* [PAGE EXCERPT]

»»

Version: 3.5

Object Detection

With over 200 new classes of objects, the Object Detection subsystem enhances Lightship's contextual awareness capabilities by creating semantically labeled 2D bounding boxes that dynamically update as real-world objects appear on-screen. For each bounding box, the subsystem sends the central square crop of the image to the server, which then makes an independent prediction for every subclass and returns the probability that the detected object belongs to each of them. Lightship Object Detection also provides the following model card which explains how detections were trained for person, a human hand, or a human face.

Image with Bounding Boxes around Detected Objects

Basic Usage

By placing Lightship's ARObjectDetectionManager in a scene and subscribing to the ObjectDetectionsUpdated event, developers can receive realtime detection information in the form of XRDetectedObjects. You can also listen for the MetadataInitialized event to receive the list of object classes when the model becomes available to use.

The frame rate of the ARObjectDetectionManager can also be adjusted to save performance or detect objects at a faster rate.

««

* [PROVIDED MATERIAL]
»»

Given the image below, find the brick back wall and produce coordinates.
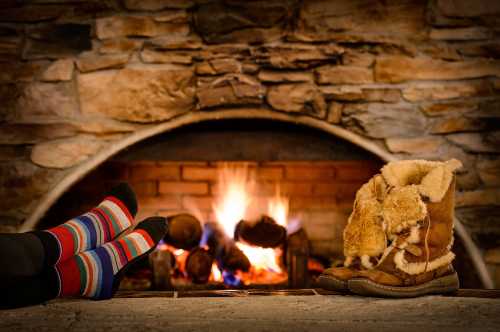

««

* [WORK TO DO]
a – According to the Object Detection page, which event must developers subscribe to in order to receive realtime detection information?
b – Write what would follow the Object Detection page's last sentence.

* [TASK ANSWERS]
a – The ObjectDetectionsUpdated event.

b –
Image displaying ARObjectDetectionManager properties

Object Detection Categories

note

While the probability of each class is computed independently, the subclasses of each category are used to train the categorical classes they belong to. Because of this, objects can be detected as members of their categorical classes rather than their specific subclasses. For example, a French horn will return a high probability that the object is in the french horn, brass instrument, and musical instrument classes.

Category	Subclasses
Aircraft	airplane, helicopter, hot air balloon, parachute, rocket
Car	car, taxi
Vehicle	vehicle, bicycle, bus, car, motorcycle, taxi, train, truck

Footwear	footwear, roller skate
Headwear	headwear, fedora

Musical Instrument	accordion, brass instrument, drum, flute, piano, string instrument
Brass Instrument	french horn, saxophone, trombone, trumpet
String Instrument	banjo, cello, harp, guitar, violin

Food	food, apple, banana, berry, bread, broccoli, cake, carrot, cheese, citrus, coconut, dessert, donut, egg, fast food, grape, hamburger, hot dog, ice cream, pear, pizza, pumpkin, sandwich, sushi, tomato
Berry	raspberry, strawberry
Citrus	grapefruit, lemon, lime, orange
Dessert	dessert, cake, donut, ice cream
Fast food	fast food, french fries, hot dog, pizza, hamburger, sandwich
Pumpkin	pumpkin, squash
Drink	drink, hot drink, juice
Hot Drink	tea, coffee (recognized when in a cup)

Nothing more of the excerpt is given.